Start of Block

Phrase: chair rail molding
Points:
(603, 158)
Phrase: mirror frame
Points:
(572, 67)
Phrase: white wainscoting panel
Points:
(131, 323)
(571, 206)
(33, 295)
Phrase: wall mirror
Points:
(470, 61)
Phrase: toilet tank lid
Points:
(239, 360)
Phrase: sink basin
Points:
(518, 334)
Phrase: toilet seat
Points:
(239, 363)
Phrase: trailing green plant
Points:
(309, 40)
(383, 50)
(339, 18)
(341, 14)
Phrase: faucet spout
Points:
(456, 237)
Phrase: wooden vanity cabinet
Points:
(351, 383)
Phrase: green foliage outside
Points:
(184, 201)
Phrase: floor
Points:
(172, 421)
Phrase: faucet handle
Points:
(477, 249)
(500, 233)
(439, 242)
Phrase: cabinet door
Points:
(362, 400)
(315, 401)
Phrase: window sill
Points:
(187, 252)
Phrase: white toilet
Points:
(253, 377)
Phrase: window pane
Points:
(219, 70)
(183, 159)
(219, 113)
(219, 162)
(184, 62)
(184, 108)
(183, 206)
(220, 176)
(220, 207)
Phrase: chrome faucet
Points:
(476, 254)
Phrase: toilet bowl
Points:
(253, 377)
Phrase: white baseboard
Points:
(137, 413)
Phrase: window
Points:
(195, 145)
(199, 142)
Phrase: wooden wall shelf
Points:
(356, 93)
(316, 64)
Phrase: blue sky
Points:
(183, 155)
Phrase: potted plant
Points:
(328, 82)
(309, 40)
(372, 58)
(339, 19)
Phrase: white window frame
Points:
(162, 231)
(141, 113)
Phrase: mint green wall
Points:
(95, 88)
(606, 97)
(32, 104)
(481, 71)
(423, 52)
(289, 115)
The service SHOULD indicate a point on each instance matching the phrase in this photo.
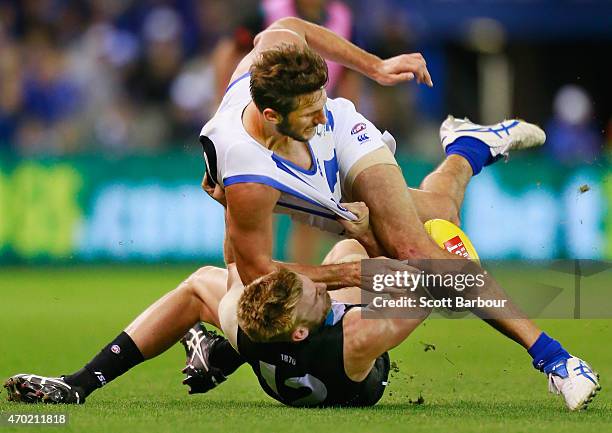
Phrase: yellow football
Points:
(447, 235)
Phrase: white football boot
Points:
(502, 137)
(575, 380)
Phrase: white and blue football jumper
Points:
(311, 196)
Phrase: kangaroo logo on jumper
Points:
(358, 128)
(363, 137)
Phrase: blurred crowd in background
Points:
(138, 76)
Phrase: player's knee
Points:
(196, 282)
(345, 250)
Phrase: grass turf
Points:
(55, 319)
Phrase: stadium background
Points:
(101, 212)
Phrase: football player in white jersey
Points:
(277, 143)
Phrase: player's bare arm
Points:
(249, 223)
(292, 30)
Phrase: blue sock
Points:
(474, 150)
(547, 352)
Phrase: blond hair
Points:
(267, 307)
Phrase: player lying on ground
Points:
(277, 143)
(305, 349)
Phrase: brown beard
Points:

End of Block

■ Try it ■
Copy out every line from the data above that has "player" in it.

■ Response for this exercise ■
Phrase: player's knee
Phrase: football player in white jersey
Phrase: player's bare arm
Phrase: player lying on ground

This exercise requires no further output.